*** Opening RECORDS PROVIDED ***

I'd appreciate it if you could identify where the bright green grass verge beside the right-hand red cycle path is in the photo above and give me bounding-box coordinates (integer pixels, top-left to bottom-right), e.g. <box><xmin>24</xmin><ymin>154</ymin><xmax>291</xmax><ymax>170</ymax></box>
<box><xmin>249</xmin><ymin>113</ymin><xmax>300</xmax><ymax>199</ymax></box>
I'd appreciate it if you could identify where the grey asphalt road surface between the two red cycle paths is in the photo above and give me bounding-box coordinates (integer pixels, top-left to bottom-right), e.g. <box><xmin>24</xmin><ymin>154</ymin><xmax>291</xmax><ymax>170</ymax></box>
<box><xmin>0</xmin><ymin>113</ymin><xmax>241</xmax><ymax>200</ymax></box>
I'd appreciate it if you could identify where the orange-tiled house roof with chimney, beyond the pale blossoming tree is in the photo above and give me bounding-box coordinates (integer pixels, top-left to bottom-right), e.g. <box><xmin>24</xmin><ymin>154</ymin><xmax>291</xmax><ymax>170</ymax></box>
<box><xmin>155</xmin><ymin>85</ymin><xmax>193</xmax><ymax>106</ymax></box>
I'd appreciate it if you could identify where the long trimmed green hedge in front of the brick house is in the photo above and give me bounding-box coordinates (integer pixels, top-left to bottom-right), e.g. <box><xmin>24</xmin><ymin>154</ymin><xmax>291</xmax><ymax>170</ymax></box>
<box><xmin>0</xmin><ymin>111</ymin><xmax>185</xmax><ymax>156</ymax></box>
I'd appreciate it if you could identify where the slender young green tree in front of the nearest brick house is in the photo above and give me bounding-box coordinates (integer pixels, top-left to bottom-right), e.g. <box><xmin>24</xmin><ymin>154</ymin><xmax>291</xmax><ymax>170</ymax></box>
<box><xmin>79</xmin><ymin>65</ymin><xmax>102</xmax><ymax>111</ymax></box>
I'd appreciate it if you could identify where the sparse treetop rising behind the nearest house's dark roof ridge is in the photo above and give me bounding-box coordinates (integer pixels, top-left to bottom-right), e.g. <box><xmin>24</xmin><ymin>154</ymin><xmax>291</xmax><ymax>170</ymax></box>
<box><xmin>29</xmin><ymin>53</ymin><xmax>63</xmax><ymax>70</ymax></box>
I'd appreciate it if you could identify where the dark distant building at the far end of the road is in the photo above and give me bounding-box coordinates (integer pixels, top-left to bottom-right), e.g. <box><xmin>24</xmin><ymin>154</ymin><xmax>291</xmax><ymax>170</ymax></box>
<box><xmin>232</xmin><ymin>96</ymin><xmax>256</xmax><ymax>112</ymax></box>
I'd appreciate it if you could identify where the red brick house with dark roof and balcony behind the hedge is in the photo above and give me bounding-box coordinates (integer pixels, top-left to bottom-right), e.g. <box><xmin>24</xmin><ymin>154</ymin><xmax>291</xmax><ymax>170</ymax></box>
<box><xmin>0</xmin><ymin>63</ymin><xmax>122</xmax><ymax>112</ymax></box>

*** Closing RECORDS PROVIDED ***
*** Opening RECORDS PROVIDED ***

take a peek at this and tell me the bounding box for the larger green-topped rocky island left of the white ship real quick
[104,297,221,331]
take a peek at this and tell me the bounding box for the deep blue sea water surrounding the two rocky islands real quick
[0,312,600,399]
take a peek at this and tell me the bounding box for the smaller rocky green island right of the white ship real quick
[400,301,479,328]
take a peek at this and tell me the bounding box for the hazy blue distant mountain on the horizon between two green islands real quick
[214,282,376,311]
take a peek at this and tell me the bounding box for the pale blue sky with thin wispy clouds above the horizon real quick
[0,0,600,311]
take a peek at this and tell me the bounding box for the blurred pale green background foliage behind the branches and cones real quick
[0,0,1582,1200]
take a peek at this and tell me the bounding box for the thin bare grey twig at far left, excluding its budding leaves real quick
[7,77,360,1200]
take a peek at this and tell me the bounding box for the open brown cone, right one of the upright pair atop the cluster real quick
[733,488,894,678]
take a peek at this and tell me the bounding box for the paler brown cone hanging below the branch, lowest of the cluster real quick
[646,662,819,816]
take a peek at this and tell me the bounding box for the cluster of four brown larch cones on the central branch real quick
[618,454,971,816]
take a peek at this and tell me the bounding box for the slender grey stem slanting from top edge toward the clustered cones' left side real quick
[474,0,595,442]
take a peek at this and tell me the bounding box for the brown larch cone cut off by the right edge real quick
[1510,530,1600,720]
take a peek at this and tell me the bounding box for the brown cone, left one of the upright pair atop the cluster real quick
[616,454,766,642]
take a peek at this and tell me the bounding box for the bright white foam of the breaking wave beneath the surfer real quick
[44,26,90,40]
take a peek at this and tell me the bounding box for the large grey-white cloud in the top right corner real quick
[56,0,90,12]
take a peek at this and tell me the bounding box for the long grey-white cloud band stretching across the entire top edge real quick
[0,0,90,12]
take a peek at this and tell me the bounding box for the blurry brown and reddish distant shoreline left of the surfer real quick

*** Closing RECORDS PROVIDED ***
*** Opening RECORDS PROVIDED ***

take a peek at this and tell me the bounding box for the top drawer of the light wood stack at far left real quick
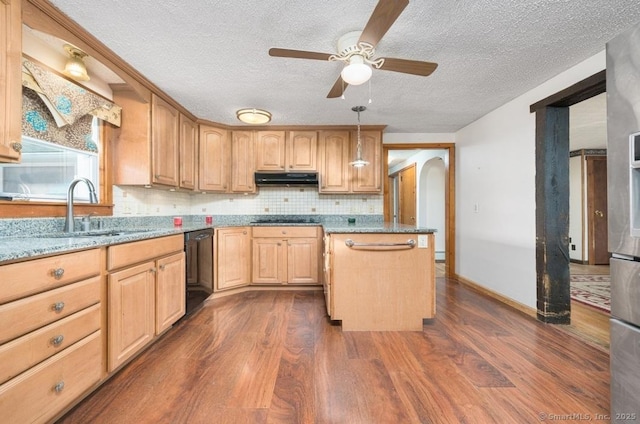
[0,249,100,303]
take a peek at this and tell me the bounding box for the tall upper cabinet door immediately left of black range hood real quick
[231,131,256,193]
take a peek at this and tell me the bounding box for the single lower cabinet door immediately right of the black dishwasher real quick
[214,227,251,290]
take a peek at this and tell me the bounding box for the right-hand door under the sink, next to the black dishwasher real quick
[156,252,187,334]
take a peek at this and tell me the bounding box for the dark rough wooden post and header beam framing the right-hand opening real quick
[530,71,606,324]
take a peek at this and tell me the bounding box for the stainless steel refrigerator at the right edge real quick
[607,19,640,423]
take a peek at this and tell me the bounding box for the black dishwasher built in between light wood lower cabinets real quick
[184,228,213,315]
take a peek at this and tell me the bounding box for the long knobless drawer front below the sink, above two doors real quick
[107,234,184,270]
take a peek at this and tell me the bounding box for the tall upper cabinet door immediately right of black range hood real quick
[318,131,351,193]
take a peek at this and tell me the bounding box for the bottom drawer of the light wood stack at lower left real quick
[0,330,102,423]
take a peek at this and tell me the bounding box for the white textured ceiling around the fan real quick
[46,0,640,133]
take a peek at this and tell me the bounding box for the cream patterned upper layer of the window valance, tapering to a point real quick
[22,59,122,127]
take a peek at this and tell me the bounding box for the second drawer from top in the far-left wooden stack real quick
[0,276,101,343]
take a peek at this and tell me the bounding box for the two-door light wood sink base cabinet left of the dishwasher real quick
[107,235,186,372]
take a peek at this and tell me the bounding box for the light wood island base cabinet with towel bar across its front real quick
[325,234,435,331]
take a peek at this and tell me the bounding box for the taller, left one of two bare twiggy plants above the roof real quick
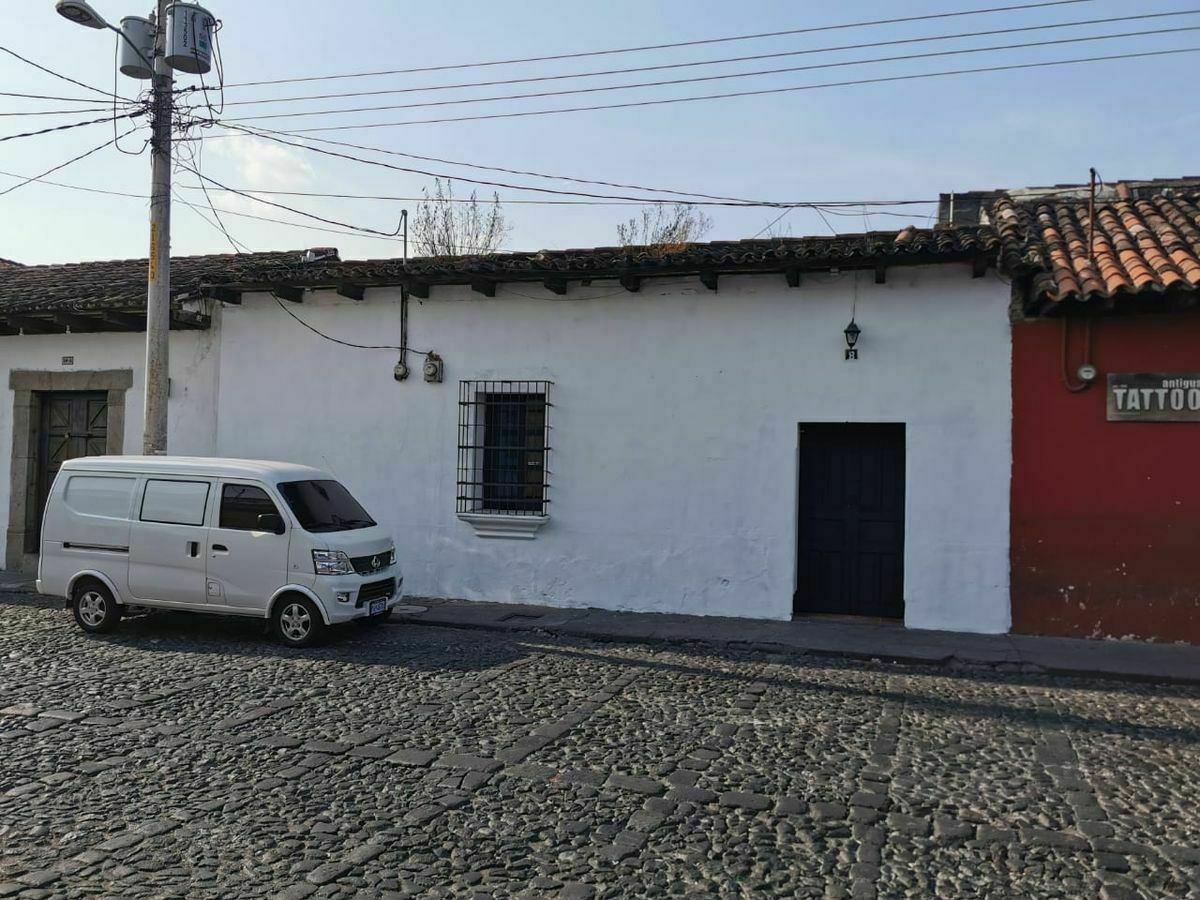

*** Closing RECORDS PROVIDED ***

(HOW TO COMPLETE THIS TASK):
Looking at the records above, return exactly the lines from the line with "the dishwasher real quick" to the line with "roof real quick", both ends included.

(YOUR RESPONSE):
take a peek at this and tell me the bounding box for the two-door light wood sink base cabinet left of the dishwasher real quick
[107,235,186,372]
take a peek at this and tell me the bounding box for the light wood island base cabinet with towel bar across its front real quick
[325,234,435,331]
take a peek at this and tell me the bounding box for the taller, left one of two bare twiggy plants above the roof real quick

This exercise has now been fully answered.